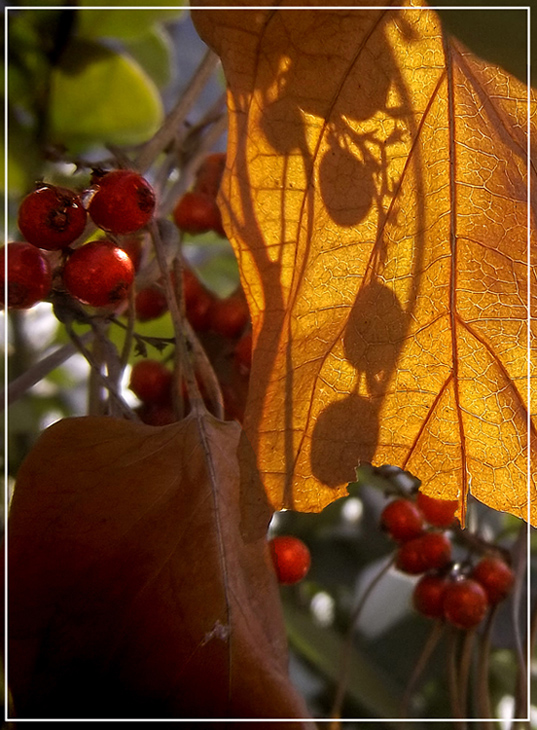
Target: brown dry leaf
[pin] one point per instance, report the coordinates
(376, 196)
(131, 590)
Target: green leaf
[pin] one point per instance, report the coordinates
(131, 23)
(155, 53)
(99, 96)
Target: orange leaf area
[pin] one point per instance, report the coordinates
(132, 592)
(376, 196)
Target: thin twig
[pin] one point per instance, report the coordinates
(170, 129)
(465, 665)
(18, 387)
(96, 372)
(484, 705)
(453, 683)
(429, 647)
(176, 190)
(129, 332)
(347, 652)
(181, 349)
(520, 566)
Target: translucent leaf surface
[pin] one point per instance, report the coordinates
(132, 590)
(376, 195)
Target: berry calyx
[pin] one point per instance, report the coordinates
(51, 217)
(98, 273)
(465, 603)
(151, 381)
(428, 595)
(123, 203)
(197, 212)
(430, 551)
(28, 275)
(495, 576)
(402, 520)
(437, 512)
(150, 303)
(291, 558)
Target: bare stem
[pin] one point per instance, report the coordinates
(465, 666)
(18, 387)
(99, 376)
(170, 129)
(183, 354)
(453, 683)
(347, 651)
(429, 647)
(484, 705)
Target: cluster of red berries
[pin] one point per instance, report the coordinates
(197, 210)
(291, 558)
(225, 329)
(51, 219)
(461, 596)
(223, 326)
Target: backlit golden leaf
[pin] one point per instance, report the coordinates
(376, 195)
(132, 592)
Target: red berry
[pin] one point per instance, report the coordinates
(151, 381)
(29, 277)
(402, 520)
(437, 512)
(150, 303)
(156, 414)
(291, 558)
(243, 353)
(197, 213)
(51, 217)
(132, 246)
(198, 301)
(495, 576)
(209, 174)
(228, 317)
(465, 603)
(123, 203)
(98, 273)
(430, 551)
(428, 595)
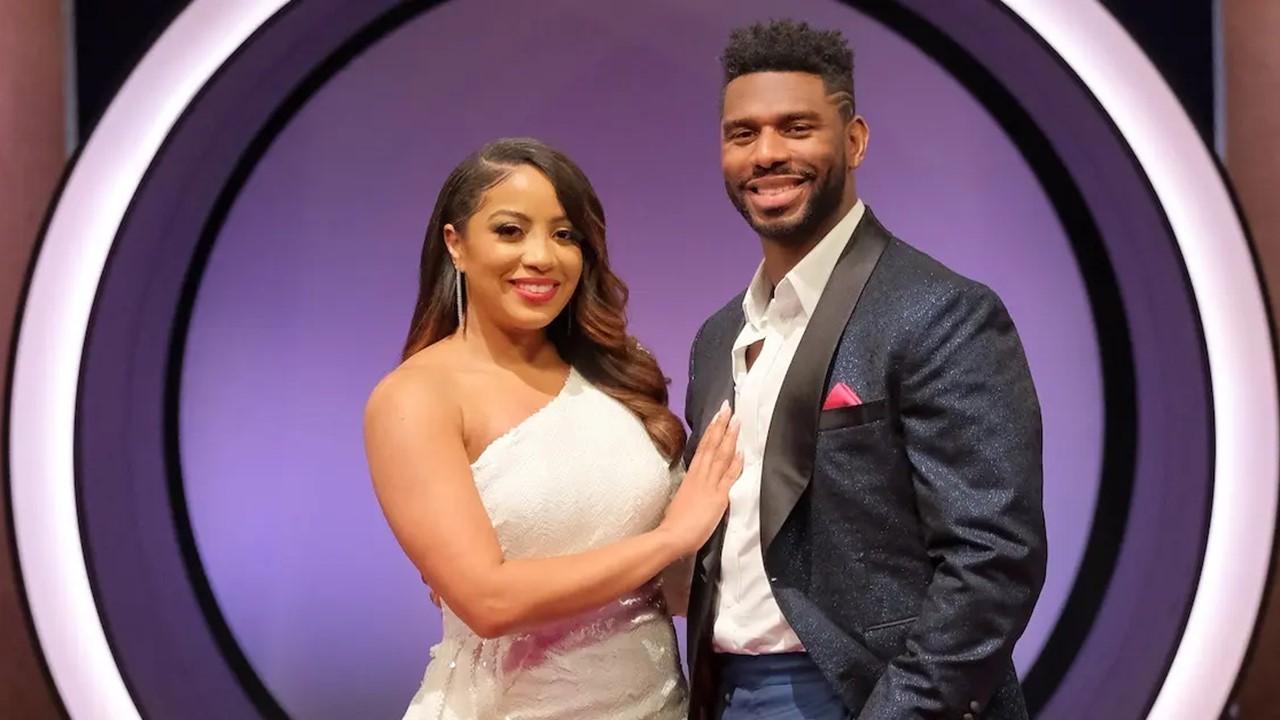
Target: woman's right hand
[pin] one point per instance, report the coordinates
(699, 505)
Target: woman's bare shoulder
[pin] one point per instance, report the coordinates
(424, 388)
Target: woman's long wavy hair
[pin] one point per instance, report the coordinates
(592, 332)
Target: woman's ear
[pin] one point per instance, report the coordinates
(453, 242)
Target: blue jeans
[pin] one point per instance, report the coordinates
(776, 687)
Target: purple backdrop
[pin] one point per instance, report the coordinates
(310, 286)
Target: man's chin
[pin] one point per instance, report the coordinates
(780, 228)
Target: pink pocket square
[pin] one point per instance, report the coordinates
(841, 396)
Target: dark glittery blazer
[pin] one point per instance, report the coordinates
(904, 538)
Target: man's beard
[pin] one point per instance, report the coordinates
(818, 208)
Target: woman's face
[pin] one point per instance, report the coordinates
(519, 253)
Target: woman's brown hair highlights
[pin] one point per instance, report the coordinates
(590, 333)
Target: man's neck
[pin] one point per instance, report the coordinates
(781, 256)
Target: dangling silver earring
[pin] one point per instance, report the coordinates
(457, 285)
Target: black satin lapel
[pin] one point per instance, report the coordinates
(718, 387)
(789, 451)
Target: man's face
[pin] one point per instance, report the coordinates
(786, 153)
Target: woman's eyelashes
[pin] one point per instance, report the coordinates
(511, 231)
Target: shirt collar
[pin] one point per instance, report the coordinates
(808, 279)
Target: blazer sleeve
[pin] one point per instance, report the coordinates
(972, 429)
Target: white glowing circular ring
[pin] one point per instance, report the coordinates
(1237, 336)
(113, 163)
(50, 343)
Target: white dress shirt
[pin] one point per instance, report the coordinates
(748, 619)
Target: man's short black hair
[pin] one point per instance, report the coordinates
(791, 46)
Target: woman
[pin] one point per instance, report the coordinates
(522, 454)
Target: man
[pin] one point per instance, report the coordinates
(885, 545)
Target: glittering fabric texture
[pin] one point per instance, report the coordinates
(912, 561)
(579, 474)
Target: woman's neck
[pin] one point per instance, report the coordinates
(506, 347)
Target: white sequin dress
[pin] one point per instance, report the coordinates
(579, 474)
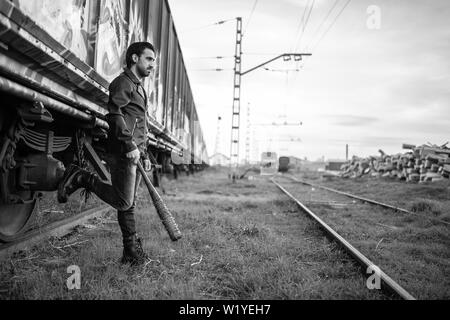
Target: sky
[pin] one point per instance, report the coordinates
(378, 77)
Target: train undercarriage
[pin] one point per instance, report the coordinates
(36, 147)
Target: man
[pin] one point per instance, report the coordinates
(126, 140)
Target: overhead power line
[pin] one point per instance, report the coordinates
(210, 25)
(300, 24)
(216, 57)
(323, 22)
(331, 25)
(304, 26)
(250, 17)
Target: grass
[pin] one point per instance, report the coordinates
(240, 241)
(410, 248)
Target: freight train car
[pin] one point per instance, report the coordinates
(283, 164)
(269, 164)
(57, 59)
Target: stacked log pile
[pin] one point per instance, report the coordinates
(422, 164)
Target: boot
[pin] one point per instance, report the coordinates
(133, 252)
(74, 179)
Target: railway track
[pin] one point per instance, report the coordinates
(56, 229)
(387, 283)
(365, 200)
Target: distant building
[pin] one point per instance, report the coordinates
(219, 159)
(334, 164)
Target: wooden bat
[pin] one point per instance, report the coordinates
(163, 213)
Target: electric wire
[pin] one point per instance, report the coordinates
(297, 33)
(250, 17)
(331, 25)
(304, 26)
(322, 23)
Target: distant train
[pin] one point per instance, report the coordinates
(57, 59)
(269, 165)
(283, 164)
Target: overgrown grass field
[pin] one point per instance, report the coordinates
(240, 241)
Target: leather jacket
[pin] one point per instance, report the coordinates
(127, 107)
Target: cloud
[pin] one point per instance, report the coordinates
(349, 120)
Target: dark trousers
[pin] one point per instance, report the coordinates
(121, 194)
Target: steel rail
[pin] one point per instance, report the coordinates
(58, 228)
(367, 200)
(388, 282)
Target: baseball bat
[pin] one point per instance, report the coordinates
(163, 213)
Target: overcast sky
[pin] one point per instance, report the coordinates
(373, 88)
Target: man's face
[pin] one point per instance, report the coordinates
(145, 63)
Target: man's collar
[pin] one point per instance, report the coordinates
(132, 76)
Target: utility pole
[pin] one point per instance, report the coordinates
(216, 148)
(235, 120)
(247, 137)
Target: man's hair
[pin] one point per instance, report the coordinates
(137, 48)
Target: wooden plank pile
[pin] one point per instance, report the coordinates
(422, 164)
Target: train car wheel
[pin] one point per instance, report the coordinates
(15, 219)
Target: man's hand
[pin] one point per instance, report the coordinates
(135, 155)
(147, 165)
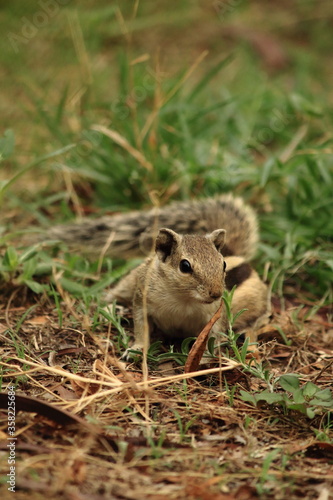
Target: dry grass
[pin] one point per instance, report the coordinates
(164, 437)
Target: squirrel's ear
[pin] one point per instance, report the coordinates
(166, 241)
(217, 237)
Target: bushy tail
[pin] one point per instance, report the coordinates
(124, 234)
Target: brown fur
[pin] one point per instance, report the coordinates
(180, 304)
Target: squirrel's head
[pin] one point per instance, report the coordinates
(192, 265)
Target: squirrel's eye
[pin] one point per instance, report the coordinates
(185, 266)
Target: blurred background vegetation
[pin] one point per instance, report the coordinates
(113, 105)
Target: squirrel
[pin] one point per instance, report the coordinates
(200, 248)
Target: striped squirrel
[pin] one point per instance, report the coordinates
(182, 281)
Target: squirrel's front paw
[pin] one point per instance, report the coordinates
(132, 352)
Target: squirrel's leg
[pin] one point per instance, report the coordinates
(252, 295)
(142, 325)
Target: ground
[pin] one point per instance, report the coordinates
(121, 106)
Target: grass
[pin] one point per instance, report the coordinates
(116, 123)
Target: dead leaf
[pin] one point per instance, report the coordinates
(34, 405)
(38, 320)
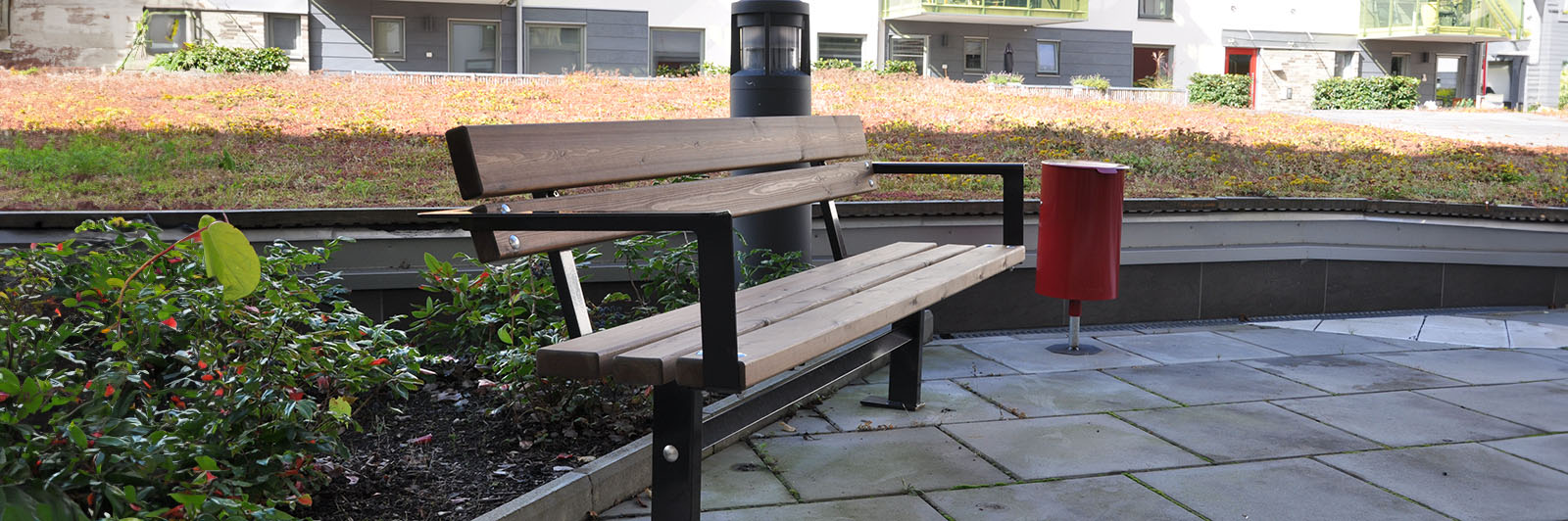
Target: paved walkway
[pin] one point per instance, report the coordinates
(1403, 418)
(1476, 125)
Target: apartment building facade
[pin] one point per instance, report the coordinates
(1496, 51)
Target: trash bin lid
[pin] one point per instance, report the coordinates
(1100, 166)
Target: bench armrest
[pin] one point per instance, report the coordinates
(715, 267)
(1011, 187)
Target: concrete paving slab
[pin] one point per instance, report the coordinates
(1403, 418)
(1465, 331)
(802, 422)
(1212, 383)
(1407, 327)
(1191, 347)
(1298, 343)
(1350, 374)
(1481, 364)
(1536, 335)
(1032, 355)
(1070, 446)
(1239, 432)
(1063, 393)
(1541, 403)
(891, 507)
(883, 461)
(1282, 490)
(946, 403)
(1303, 325)
(1110, 497)
(949, 361)
(1465, 481)
(1549, 450)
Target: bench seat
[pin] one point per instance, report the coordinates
(784, 322)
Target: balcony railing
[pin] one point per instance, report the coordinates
(1060, 10)
(1479, 20)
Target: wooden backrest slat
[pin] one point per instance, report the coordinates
(498, 161)
(741, 195)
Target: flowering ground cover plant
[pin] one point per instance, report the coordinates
(145, 378)
(161, 142)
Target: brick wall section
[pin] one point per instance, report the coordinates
(1291, 72)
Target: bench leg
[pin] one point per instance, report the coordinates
(904, 370)
(678, 452)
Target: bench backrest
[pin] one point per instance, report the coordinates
(506, 161)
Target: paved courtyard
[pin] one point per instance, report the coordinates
(1489, 125)
(1395, 418)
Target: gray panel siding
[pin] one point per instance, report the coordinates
(616, 39)
(1082, 52)
(341, 33)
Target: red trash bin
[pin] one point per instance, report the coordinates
(1079, 252)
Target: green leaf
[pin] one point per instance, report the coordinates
(231, 260)
(339, 406)
(77, 437)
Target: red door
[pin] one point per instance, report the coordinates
(1239, 60)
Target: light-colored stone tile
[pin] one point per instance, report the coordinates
(1407, 327)
(1549, 450)
(1032, 355)
(1303, 325)
(1465, 481)
(1350, 374)
(1541, 403)
(1070, 446)
(1063, 393)
(1212, 383)
(1239, 432)
(1308, 343)
(1482, 364)
(1465, 331)
(1282, 490)
(883, 461)
(802, 422)
(1403, 419)
(1094, 497)
(1529, 335)
(1191, 347)
(949, 361)
(945, 403)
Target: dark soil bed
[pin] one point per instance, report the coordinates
(463, 446)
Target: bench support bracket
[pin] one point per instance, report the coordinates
(678, 452)
(904, 370)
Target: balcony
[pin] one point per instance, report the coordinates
(1443, 21)
(987, 12)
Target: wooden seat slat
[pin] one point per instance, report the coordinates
(741, 195)
(498, 161)
(656, 361)
(590, 356)
(786, 344)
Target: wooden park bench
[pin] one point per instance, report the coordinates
(755, 333)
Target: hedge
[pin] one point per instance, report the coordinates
(1374, 93)
(1225, 90)
(216, 59)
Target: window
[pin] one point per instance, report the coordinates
(167, 31)
(839, 47)
(386, 38)
(1154, 10)
(974, 55)
(1396, 67)
(282, 31)
(472, 46)
(556, 49)
(1047, 55)
(674, 47)
(908, 49)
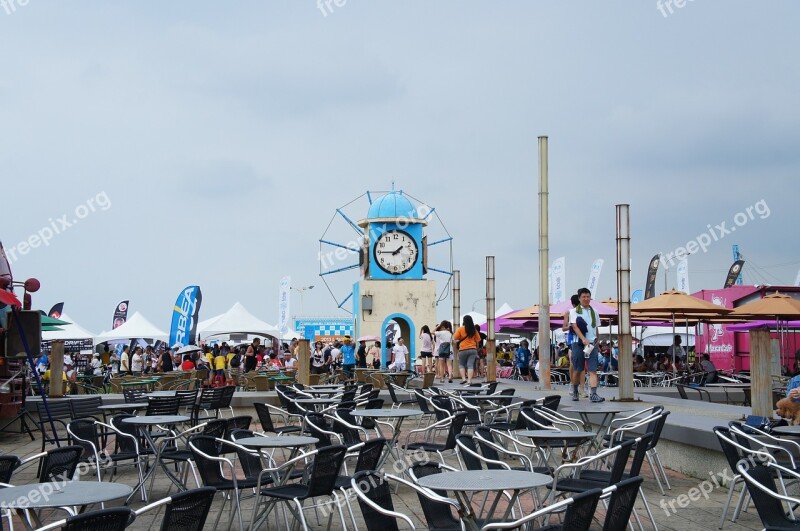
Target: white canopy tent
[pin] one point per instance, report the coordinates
(662, 336)
(69, 332)
(136, 327)
(237, 320)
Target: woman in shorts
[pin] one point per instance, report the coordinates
(469, 339)
(426, 351)
(443, 340)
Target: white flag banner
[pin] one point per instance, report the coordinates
(683, 276)
(558, 281)
(594, 276)
(284, 298)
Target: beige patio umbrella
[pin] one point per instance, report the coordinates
(525, 314)
(672, 305)
(781, 307)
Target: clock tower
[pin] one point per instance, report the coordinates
(393, 287)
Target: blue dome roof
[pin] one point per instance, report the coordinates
(392, 205)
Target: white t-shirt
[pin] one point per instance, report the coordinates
(442, 336)
(399, 354)
(427, 342)
(586, 314)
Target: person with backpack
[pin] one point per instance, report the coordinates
(522, 360)
(584, 322)
(468, 339)
(318, 359)
(443, 336)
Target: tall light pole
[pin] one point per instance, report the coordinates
(301, 291)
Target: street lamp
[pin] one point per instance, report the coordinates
(301, 291)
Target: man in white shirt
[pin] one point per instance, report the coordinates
(124, 362)
(399, 353)
(584, 322)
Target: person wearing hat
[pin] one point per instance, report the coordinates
(289, 360)
(348, 357)
(97, 364)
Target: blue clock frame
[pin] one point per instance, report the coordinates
(414, 230)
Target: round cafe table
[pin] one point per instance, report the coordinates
(143, 423)
(399, 415)
(62, 495)
(462, 482)
(546, 439)
(792, 431)
(608, 410)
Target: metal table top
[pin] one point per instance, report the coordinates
(555, 435)
(59, 494)
(315, 400)
(122, 406)
(155, 394)
(284, 441)
(485, 480)
(787, 430)
(386, 413)
(152, 420)
(601, 408)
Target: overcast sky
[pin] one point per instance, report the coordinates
(210, 143)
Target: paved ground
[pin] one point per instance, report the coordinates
(675, 511)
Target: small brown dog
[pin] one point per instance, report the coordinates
(788, 409)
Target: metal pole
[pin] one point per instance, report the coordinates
(491, 362)
(544, 263)
(456, 318)
(303, 361)
(625, 358)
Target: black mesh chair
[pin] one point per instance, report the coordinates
(375, 499)
(551, 402)
(185, 511)
(115, 519)
(188, 398)
(226, 398)
(265, 411)
(135, 395)
(578, 512)
(623, 496)
(209, 400)
(567, 477)
(210, 465)
(241, 422)
(60, 414)
(369, 457)
(321, 482)
(87, 433)
(452, 424)
(87, 407)
(180, 454)
(163, 405)
(760, 481)
(57, 464)
(249, 460)
(605, 477)
(8, 463)
(441, 512)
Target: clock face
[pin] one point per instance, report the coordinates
(396, 252)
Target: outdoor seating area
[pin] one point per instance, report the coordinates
(349, 456)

※

§ Objective
Give again, word for word, every line from the one holding "Target: metal table top" to the end of the data.

§ Result of the exercise
Target: metal table top
[pin] one point per instance, report the coordinates
(555, 435)
(59, 494)
(315, 400)
(122, 406)
(155, 394)
(284, 441)
(485, 480)
(787, 430)
(386, 413)
(152, 420)
(601, 408)
Target: overcast sky
[pin] one point per instance, report the coordinates
(210, 143)
Target: paved ground
[pin] one point per instance, report the coordinates
(675, 511)
Target: small brown dog
[pin] one point per instance, report the coordinates
(788, 409)
Target: metal pole
[pin] one point per instance, report the coordinates
(491, 362)
(544, 263)
(456, 318)
(303, 361)
(625, 358)
Target: black mesh chair
[pin] one point per instance, report the coordinates
(375, 499)
(551, 402)
(185, 511)
(115, 519)
(188, 398)
(226, 398)
(265, 411)
(135, 395)
(578, 512)
(623, 496)
(209, 400)
(567, 477)
(210, 465)
(241, 422)
(60, 414)
(369, 457)
(321, 482)
(87, 433)
(452, 424)
(87, 407)
(180, 454)
(163, 405)
(760, 481)
(57, 464)
(249, 460)
(605, 477)
(8, 463)
(441, 512)
Target: clock face
[pin] one point per instance, report the coordinates
(396, 252)
Target: outdoor seating area
[pin] one point per instance, report the coordinates
(349, 456)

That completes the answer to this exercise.